■ WORK INSTRUCTION ■
Within the data below, determine how many lines contain "block" and supply only that figure.

[Start of Attachment]

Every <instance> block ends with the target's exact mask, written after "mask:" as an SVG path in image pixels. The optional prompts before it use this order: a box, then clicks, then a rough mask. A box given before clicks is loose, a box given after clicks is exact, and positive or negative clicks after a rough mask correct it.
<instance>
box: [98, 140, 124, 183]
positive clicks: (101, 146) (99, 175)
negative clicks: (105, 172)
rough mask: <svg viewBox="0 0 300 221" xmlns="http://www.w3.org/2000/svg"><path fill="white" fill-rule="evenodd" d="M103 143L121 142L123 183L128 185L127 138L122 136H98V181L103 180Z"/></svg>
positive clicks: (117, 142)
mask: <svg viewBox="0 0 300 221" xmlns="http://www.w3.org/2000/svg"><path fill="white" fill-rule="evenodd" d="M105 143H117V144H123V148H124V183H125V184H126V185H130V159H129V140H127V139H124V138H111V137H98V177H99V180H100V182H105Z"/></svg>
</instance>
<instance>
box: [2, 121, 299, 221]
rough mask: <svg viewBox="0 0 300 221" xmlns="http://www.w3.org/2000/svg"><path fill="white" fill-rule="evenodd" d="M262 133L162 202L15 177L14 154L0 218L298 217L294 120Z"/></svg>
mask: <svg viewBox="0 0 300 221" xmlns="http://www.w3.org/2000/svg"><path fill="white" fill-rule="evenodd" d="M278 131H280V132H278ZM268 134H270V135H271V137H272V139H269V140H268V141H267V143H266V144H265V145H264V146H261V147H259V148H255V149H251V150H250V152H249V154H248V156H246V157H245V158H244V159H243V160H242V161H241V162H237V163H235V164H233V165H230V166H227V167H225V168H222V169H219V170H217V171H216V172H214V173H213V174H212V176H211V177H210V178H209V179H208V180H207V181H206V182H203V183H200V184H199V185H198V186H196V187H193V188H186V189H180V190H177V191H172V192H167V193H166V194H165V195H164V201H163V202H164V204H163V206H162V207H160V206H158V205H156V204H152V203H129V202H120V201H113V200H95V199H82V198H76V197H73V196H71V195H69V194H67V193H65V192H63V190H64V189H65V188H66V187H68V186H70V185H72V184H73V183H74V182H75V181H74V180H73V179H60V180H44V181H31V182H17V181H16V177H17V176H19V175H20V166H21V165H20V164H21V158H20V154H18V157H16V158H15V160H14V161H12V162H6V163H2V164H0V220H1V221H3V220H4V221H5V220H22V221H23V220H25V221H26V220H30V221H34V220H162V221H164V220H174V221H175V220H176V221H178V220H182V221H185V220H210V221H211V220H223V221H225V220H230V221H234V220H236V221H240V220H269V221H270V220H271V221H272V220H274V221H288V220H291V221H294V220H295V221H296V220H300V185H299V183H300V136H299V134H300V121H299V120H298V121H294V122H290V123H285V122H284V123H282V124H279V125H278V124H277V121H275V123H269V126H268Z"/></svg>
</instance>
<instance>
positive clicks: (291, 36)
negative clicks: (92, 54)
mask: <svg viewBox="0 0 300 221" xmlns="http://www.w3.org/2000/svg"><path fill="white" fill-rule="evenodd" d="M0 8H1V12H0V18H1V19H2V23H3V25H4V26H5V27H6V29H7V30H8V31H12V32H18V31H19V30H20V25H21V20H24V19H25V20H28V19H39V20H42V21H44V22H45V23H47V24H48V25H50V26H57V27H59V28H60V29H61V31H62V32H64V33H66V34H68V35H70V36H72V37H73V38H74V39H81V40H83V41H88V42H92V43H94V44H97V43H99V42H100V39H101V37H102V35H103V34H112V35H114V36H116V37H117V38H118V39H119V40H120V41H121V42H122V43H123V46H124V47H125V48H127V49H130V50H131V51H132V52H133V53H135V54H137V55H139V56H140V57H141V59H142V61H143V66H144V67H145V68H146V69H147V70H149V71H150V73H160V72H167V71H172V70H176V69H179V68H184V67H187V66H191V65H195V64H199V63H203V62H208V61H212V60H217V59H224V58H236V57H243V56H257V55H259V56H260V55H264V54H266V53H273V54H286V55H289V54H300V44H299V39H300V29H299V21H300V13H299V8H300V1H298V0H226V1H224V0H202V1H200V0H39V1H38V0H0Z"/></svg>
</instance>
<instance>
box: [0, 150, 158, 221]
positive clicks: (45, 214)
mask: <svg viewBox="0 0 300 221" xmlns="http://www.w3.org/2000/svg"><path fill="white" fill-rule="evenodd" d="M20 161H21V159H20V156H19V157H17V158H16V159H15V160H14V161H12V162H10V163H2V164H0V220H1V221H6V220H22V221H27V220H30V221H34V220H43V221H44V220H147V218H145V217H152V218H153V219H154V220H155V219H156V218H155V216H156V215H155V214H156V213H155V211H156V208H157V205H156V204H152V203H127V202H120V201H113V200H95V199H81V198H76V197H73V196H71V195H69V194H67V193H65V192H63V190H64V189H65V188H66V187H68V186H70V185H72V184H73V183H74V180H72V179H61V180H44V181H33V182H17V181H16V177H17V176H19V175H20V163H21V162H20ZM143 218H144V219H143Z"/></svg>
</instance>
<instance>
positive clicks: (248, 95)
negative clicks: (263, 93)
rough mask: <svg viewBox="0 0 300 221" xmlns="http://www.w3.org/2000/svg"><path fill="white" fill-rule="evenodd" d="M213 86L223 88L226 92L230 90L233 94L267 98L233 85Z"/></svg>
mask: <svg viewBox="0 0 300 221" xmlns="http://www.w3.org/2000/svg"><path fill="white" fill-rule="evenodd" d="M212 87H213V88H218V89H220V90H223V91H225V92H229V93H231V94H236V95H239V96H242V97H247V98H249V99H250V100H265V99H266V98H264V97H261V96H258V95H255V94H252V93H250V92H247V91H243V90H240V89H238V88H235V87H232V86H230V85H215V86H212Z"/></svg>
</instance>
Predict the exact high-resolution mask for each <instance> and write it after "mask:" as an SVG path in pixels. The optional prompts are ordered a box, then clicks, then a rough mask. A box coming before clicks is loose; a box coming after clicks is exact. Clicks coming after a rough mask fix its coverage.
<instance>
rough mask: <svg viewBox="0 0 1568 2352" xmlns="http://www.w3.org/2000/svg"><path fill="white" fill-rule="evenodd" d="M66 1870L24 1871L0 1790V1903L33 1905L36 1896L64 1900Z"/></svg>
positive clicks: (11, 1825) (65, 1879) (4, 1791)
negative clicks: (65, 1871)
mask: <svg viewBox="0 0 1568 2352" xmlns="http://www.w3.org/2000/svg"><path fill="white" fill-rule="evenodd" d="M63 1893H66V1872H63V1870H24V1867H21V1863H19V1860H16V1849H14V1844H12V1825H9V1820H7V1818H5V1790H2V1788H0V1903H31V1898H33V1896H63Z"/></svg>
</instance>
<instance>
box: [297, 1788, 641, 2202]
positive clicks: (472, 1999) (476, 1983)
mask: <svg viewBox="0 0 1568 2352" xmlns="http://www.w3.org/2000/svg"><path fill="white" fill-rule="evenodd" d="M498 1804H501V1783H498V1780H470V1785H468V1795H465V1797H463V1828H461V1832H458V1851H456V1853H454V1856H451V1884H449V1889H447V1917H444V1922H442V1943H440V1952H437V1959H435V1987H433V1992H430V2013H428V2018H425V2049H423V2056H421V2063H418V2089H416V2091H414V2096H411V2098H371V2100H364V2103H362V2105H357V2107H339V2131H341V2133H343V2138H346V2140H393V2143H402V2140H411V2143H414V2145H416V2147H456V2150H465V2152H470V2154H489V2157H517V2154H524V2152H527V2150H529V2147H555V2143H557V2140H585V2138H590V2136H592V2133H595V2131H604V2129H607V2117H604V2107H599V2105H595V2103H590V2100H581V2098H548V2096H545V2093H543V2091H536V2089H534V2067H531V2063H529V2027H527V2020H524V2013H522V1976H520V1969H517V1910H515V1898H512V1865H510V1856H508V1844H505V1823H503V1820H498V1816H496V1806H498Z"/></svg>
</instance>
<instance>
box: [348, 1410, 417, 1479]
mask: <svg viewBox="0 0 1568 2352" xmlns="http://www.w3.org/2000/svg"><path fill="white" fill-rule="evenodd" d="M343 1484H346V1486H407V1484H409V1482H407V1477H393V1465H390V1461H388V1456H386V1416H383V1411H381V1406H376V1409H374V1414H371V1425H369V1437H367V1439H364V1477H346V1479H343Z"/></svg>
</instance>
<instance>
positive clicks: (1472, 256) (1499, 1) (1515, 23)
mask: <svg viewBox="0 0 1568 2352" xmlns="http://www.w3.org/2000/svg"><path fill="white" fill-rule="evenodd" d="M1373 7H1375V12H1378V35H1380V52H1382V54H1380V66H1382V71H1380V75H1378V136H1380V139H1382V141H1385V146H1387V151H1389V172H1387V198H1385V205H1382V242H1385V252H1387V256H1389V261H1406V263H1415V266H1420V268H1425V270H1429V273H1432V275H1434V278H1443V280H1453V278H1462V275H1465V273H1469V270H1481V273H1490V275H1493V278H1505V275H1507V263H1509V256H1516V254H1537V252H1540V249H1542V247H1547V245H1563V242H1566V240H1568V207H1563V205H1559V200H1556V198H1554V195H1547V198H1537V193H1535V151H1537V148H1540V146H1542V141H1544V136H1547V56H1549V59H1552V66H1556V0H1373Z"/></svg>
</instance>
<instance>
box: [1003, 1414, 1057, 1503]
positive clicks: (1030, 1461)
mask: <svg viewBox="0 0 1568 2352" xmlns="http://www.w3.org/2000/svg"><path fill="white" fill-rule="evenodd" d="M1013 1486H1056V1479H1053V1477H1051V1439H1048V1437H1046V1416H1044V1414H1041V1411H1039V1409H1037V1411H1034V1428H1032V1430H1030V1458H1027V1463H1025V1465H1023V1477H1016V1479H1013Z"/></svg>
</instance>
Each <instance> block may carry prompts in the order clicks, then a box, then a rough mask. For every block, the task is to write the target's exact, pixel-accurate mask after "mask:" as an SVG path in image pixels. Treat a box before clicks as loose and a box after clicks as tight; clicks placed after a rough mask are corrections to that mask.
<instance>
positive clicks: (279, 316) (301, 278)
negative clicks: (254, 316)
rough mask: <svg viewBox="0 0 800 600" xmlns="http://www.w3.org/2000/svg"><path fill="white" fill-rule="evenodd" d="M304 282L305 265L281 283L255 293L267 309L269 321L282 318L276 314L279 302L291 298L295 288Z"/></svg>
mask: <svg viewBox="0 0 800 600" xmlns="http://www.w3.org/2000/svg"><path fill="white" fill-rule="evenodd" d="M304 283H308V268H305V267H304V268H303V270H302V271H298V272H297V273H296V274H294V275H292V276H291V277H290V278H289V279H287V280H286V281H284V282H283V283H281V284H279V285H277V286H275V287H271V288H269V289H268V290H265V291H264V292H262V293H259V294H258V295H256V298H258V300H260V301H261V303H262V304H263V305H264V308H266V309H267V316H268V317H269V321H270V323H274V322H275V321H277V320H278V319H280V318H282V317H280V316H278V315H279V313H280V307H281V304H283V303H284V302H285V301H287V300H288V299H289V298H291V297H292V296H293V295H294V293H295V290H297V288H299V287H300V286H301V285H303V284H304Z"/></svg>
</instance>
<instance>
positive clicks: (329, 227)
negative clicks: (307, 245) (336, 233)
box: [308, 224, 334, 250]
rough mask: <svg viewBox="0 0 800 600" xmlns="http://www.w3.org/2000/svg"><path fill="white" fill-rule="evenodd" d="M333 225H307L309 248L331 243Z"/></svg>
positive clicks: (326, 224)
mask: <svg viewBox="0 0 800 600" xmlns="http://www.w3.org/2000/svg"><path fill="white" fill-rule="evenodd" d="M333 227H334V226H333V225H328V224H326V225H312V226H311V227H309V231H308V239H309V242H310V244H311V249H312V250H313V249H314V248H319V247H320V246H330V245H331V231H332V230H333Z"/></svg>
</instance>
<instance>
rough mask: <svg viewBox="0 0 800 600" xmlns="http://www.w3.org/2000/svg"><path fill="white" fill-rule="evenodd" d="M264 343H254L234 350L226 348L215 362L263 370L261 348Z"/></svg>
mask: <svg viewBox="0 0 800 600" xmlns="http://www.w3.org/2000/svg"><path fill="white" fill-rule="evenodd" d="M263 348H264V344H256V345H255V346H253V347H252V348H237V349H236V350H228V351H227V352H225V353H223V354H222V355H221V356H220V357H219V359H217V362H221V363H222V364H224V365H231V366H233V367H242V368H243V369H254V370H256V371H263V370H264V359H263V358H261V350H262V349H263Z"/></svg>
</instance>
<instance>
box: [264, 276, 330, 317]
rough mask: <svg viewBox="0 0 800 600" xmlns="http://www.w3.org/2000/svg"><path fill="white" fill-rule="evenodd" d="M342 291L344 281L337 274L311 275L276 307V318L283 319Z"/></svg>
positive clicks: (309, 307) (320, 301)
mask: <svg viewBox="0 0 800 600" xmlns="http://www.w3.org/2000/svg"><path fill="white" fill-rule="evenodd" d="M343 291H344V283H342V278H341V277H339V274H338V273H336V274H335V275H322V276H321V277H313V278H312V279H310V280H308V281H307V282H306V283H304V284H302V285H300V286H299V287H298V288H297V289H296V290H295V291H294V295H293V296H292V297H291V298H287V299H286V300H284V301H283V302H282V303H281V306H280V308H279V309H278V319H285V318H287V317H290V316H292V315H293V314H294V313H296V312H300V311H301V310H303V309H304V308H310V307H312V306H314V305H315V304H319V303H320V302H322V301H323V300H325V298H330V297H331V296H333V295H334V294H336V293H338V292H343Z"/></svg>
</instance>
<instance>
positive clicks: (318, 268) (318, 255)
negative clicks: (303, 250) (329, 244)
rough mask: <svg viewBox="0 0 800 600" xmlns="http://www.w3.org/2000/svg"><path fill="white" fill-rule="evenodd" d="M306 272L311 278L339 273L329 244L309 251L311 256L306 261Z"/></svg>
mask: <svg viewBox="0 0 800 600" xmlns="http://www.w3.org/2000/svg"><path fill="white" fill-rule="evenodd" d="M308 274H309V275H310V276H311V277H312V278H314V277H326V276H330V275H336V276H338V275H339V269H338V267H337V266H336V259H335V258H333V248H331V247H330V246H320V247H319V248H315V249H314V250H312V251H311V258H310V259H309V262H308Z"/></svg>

[End of Attachment]

■ EXERCISE RESPONSE ■
2